(Provided material)

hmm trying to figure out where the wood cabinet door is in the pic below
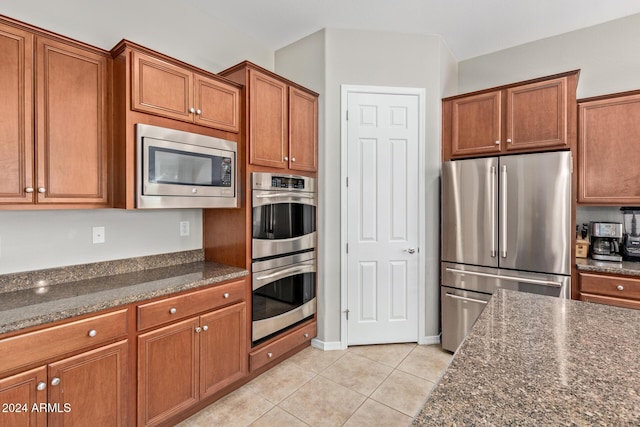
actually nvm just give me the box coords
[35,37,109,205]
[249,70,288,168]
[505,77,568,152]
[194,74,240,132]
[450,91,502,158]
[0,23,34,204]
[199,302,247,399]
[288,87,318,172]
[131,51,194,122]
[0,367,46,427]
[138,318,199,427]
[47,340,127,427]
[578,93,640,204]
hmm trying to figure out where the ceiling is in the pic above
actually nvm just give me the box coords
[190,0,640,60]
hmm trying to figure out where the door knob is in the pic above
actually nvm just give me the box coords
[405,248,416,254]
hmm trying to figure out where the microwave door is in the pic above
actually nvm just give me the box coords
[441,157,499,268]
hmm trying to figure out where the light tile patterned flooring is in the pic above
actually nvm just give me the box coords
[177,343,452,427]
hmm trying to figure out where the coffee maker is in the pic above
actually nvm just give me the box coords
[590,222,623,262]
[621,208,640,261]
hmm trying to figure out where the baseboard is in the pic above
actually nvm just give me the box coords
[310,338,345,351]
[418,334,441,345]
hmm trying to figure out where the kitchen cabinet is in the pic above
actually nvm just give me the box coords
[443,71,578,161]
[220,61,318,172]
[577,90,640,204]
[131,50,240,133]
[249,320,316,372]
[0,18,110,207]
[579,272,640,310]
[137,282,247,427]
[0,309,129,426]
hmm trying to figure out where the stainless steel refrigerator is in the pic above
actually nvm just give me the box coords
[440,151,572,352]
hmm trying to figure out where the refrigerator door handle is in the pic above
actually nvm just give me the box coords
[445,267,563,288]
[500,165,508,258]
[445,292,489,305]
[490,166,497,257]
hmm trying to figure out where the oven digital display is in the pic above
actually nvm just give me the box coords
[271,176,305,189]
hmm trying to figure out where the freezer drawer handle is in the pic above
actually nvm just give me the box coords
[445,267,562,288]
[445,293,488,305]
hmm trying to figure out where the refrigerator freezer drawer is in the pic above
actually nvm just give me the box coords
[441,286,492,352]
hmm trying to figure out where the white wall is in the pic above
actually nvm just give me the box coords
[0,1,274,275]
[276,28,457,345]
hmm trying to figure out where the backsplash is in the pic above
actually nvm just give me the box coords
[576,206,625,226]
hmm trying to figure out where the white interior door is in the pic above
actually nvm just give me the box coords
[346,90,420,345]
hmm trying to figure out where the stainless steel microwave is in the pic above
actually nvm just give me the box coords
[136,124,238,209]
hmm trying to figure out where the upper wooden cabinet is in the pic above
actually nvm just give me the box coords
[443,71,578,160]
[578,91,640,204]
[220,61,319,172]
[0,19,110,207]
[131,50,240,133]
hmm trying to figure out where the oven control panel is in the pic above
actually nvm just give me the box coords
[271,176,305,189]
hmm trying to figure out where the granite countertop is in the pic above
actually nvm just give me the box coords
[576,257,640,277]
[414,289,640,426]
[0,258,248,335]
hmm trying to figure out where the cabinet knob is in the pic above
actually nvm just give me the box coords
[223,292,230,299]
[495,141,500,145]
[196,109,202,115]
[189,107,195,113]
[37,381,47,391]
[617,285,624,291]
[88,329,97,337]
[267,352,273,358]
[506,138,512,143]
[284,156,289,161]
[195,326,202,333]
[303,333,309,338]
[291,157,296,162]
[51,377,61,387]
[169,307,177,314]
[37,187,46,193]
[202,325,208,331]
[25,187,34,193]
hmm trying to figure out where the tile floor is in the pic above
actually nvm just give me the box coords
[177,343,453,427]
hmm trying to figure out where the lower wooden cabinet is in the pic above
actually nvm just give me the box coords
[137,302,247,427]
[0,340,128,427]
[579,272,640,310]
[250,321,316,372]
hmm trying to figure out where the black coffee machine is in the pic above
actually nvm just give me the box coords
[590,222,622,262]
[621,208,640,261]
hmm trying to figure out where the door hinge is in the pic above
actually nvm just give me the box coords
[346,177,349,187]
[346,110,349,120]
[346,243,349,253]
[345,309,350,320]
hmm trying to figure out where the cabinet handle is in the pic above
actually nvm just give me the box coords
[169,307,177,314]
[506,138,512,143]
[223,292,230,299]
[284,156,289,161]
[495,141,500,145]
[37,382,47,391]
[88,329,97,337]
[617,285,624,291]
[291,157,296,162]
[25,187,34,193]
[196,109,202,115]
[202,325,208,331]
[303,333,309,338]
[189,107,195,113]
[37,187,46,193]
[195,326,202,333]
[51,377,61,386]
[267,352,273,358]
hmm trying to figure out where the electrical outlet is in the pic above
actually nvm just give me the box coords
[180,221,190,237]
[92,226,105,244]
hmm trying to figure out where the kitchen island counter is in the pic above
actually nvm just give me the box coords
[0,252,248,335]
[413,289,640,426]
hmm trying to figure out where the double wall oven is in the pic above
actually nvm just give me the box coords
[251,172,317,344]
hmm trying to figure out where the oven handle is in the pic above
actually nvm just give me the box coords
[255,193,315,199]
[253,263,316,291]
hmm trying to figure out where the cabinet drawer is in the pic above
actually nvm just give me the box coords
[580,292,640,310]
[580,273,640,301]
[0,309,128,376]
[250,321,316,372]
[137,279,245,331]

(End Provided material)

Work instructions:
Retype the lines above exactly, no pictures.

Task result:
hmm trying to figure out where the wood cabinet door is in the pic below
actually nvm just give me the box coords
[35,37,109,205]
[249,70,288,168]
[505,77,568,152]
[194,74,240,132]
[450,91,502,158]
[0,23,34,204]
[199,302,247,399]
[288,87,318,172]
[131,51,194,122]
[0,367,46,427]
[138,318,199,427]
[47,340,127,427]
[578,93,640,204]
hmm trying to figure out where the ceiling is in the pic above
actually nvm just give me the box coords
[190,0,640,60]
hmm trying to figure out where the door knob is in the pic above
actually nvm just give me the box coords
[405,248,416,254]
hmm trying to figure out where the microwave door is in the pic above
actually nvm just give me the box coords
[441,157,499,268]
hmm trying to figure out where the light tile patterned flooring is in the pic above
actually nvm just give me the box coords
[177,343,452,427]
hmm trying to figure out where the coffee maker is in the pic above
actually nvm just give me the box coords
[590,222,623,262]
[621,208,640,261]
hmm trying to figure out where the baseboard is in the pic above
actually nvm just give me the box coords
[310,338,345,351]
[418,334,441,345]
hmm trying to figure out where the kitchen cabinet is in the pic above
actually nvm just give me the box coords
[443,71,578,161]
[220,61,318,172]
[577,90,640,204]
[131,50,240,133]
[249,320,316,372]
[0,18,110,207]
[579,272,640,310]
[137,282,247,427]
[0,309,129,426]
hmm trying to figure out where the stainless steel refrigerator is in the pic above
actually nvm just give me the box coords
[440,151,572,352]
hmm trying to figure out where the refrigerator door handle is in the pic above
actually nvm just give me the box coords
[445,267,563,288]
[500,165,508,258]
[445,292,489,305]
[490,166,497,257]
hmm trying to figure out where the oven digital display is in the pic above
actually nvm just give me the box coords
[271,176,305,189]
hmm trying to figure out where the freezer drawer handle is in the pic above
actually nvm just give me the box coords
[445,267,562,288]
[445,293,488,305]
hmm trying to figure out where the refrigerator freezer drawer is in the pic above
actually nvm just give me the box coords
[441,286,492,352]
hmm trying to figure out where the white wall is in the pic above
actually nvm just give me the box coords
[0,1,274,275]
[276,28,457,345]
hmm trying to figure out where the backsplash is in the pic above
actually nvm just give me the box coords
[576,206,625,226]
hmm trying to figure out where the white interior door is in the pic above
actually nvm just give me the box coords
[346,90,420,345]
hmm trying to figure out where the stainless steel microwave is in the pic above
actually nvm just give me the box coords
[136,124,238,209]
hmm trying to figure out where the upper wooden cabinet is in the pic above
actually nvm just give me the box coords
[443,71,578,160]
[578,91,640,204]
[220,61,319,172]
[0,19,110,207]
[131,50,240,133]
hmm trying to figure out where the oven control panel is in the pic above
actually nvm just give me the box coords
[271,176,305,189]
hmm trying to figure out where the granite countertop is in the pic above
actually nvm just give me the box coords
[576,257,640,277]
[414,289,640,426]
[0,258,248,335]
hmm trying to figure out where the cabinet knob is in the pic above
actually nvm just give me the box coords
[223,292,230,299]
[495,141,500,145]
[196,109,202,115]
[189,107,195,113]
[37,381,47,391]
[617,285,624,291]
[88,329,97,337]
[267,352,273,358]
[506,138,512,143]
[284,156,289,161]
[195,326,202,333]
[303,333,309,338]
[291,157,296,162]
[51,377,61,387]
[169,307,177,314]
[37,187,46,193]
[202,325,208,331]
[25,187,34,193]
hmm trying to figure out where the tile floor is in the pic above
actually nvm just give me the box coords
[177,343,453,427]
hmm trying to figure out where the lower wooden cabinet is in the pic above
actually nvm just give me the box coords
[137,302,247,427]
[0,340,128,427]
[579,272,640,310]
[250,321,316,372]
hmm trying to figure out where the black coffee machine is in the pic above
actually nvm just give me the box coords
[590,222,622,262]
[621,208,640,261]
hmm trying to figure out where the door hinge is in the pic above
actually nvm just give me the box coords
[346,177,349,187]
[346,110,349,120]
[346,243,349,253]
[345,309,350,320]
hmm trying to figure out where the cabinet handle is in the pic above
actually nvm just give me the box coords
[169,307,177,314]
[506,138,512,143]
[223,292,230,299]
[284,156,289,161]
[495,141,500,145]
[37,382,47,391]
[88,329,97,337]
[617,285,624,291]
[291,157,296,162]
[25,187,34,193]
[196,109,202,115]
[202,325,208,331]
[303,333,309,338]
[189,107,195,113]
[37,187,46,193]
[195,326,202,333]
[51,377,61,386]
[267,352,273,358]
hmm trying to figure out where the electrical outlet is in the pic above
actually nvm just give me the box coords
[180,221,190,237]
[92,226,105,244]
hmm trying to figure out where the kitchen island counter is in the pic above
actually nvm just give me the box coords
[0,252,248,335]
[413,289,640,426]
hmm trying to figure out where the double wall oven is in the pic above
actually nvm just give me the box coords
[251,172,317,344]
hmm trying to figure out where the oven handle is in the pic above
actually nvm just give me the box coords
[255,193,315,199]
[253,263,316,291]
hmm trying to figure out where the cabinet drawer is in the pic above
actually nvm just give me the box coords
[580,292,640,310]
[580,273,640,301]
[0,309,128,376]
[250,321,316,372]
[137,279,245,331]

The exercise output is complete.